Supplied passage>
╔══

Have you ever had your heart broken? I mean, really broken? Heartbreak is something that will affect us all at some point in our lives. After discovering that my cancer had come back and was in my lungs this time, I was devastated. I had experienced hurt before. Relationships ended, losing touch with a friend and missing out on that “dream” job that I was so sure about and death. This was different. It cut so deep, I was numb.
Three nerve-wracking weeks after my diagnosis, I had surgery. It was successful, but this time I required chemo. Still, I put on a brave face and was ready to face all the physical side effects. My mental well-being was again on the back burner. I was to have chemo sessions every two weeks for six months. The first session went fine, and I thought to myself, “Hey, this isn’t so bad”. I could not have been more spectacularly mistaken. Within a month, the physical toll chemo took on me was near unbearable. It was then that I slowly started disconnecting from myself. I wouldn’t allow my mind to process the turmoil, the mental and physical trauma, and, unbeknownst to me, I was slowly making things worse. My natural instinct of trying to protect others and myself from my feelings kicked in. Greatness started slipping further and further away from me. How would I fulfil my life’s purpose in this state?

╚══

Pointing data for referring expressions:
╔══

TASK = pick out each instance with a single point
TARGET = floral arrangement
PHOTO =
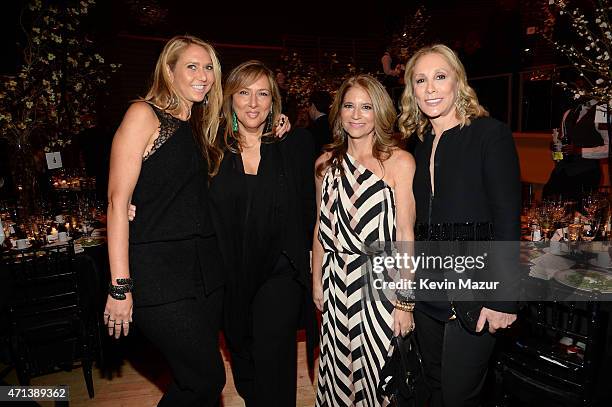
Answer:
(412, 36)
(589, 48)
(54, 93)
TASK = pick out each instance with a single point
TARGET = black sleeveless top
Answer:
(172, 240)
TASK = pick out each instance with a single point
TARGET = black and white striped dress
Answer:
(356, 208)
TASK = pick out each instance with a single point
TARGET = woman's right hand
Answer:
(118, 315)
(131, 212)
(317, 295)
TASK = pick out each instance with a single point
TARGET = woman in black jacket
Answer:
(262, 201)
(466, 187)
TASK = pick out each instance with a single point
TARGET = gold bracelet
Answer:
(404, 306)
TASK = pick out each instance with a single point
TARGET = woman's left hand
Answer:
(403, 322)
(283, 126)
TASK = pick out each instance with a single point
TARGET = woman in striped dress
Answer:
(364, 193)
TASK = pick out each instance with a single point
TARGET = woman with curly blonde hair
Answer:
(466, 187)
(162, 156)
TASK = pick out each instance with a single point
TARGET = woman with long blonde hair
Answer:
(364, 196)
(466, 187)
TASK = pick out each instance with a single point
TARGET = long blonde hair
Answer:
(240, 77)
(411, 119)
(204, 116)
(384, 120)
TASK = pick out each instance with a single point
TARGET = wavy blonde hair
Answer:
(204, 116)
(384, 121)
(239, 78)
(412, 120)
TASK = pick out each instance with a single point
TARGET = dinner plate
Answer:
(586, 280)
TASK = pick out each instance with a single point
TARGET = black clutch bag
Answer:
(402, 373)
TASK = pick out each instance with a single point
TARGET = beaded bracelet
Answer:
(124, 285)
(404, 306)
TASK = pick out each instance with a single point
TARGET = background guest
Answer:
(466, 173)
(318, 111)
(584, 130)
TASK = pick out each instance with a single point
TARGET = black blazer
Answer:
(477, 179)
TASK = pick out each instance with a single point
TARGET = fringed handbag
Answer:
(402, 372)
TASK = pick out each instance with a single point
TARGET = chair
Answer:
(51, 312)
(535, 368)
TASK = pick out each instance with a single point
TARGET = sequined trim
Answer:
(168, 125)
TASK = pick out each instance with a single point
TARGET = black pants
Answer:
(572, 179)
(455, 362)
(187, 332)
(266, 375)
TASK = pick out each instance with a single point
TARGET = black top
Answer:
(280, 220)
(582, 132)
(171, 188)
(477, 180)
(172, 238)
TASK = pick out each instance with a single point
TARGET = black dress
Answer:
(265, 224)
(174, 260)
(477, 187)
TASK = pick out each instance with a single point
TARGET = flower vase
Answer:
(25, 180)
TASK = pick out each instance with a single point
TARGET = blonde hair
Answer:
(240, 77)
(412, 120)
(384, 120)
(204, 116)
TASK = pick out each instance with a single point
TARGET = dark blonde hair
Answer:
(384, 120)
(411, 119)
(204, 116)
(239, 78)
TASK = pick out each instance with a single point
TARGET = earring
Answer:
(461, 106)
(268, 127)
(234, 122)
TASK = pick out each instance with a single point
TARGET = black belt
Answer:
(466, 231)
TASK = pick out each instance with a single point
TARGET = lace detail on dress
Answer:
(168, 125)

╚══

Parts of the exercise>
1. Translate this sentence from the cancer passage into Spanish: "It was successful, but this time I required chemo."
2. Duplicate the part of the cancer passage starting with "Have you ever" and going on through "I was numb.".

Answer section>
1. Fue exitosa, pero esta vez necesité quimio.

2.
Have you ever had your heart broken? I mean, really broken? Heartbreak is something that will affect us all at some point in our lives. After discovering that my cancer had come back and was in my lungs this time, I was devastated. I had experienced hurt before. Relationships ended, losing touch with a friend and missing out on that “dream” job that I was so sure about and death. This was different. It cut so deep, I was numb.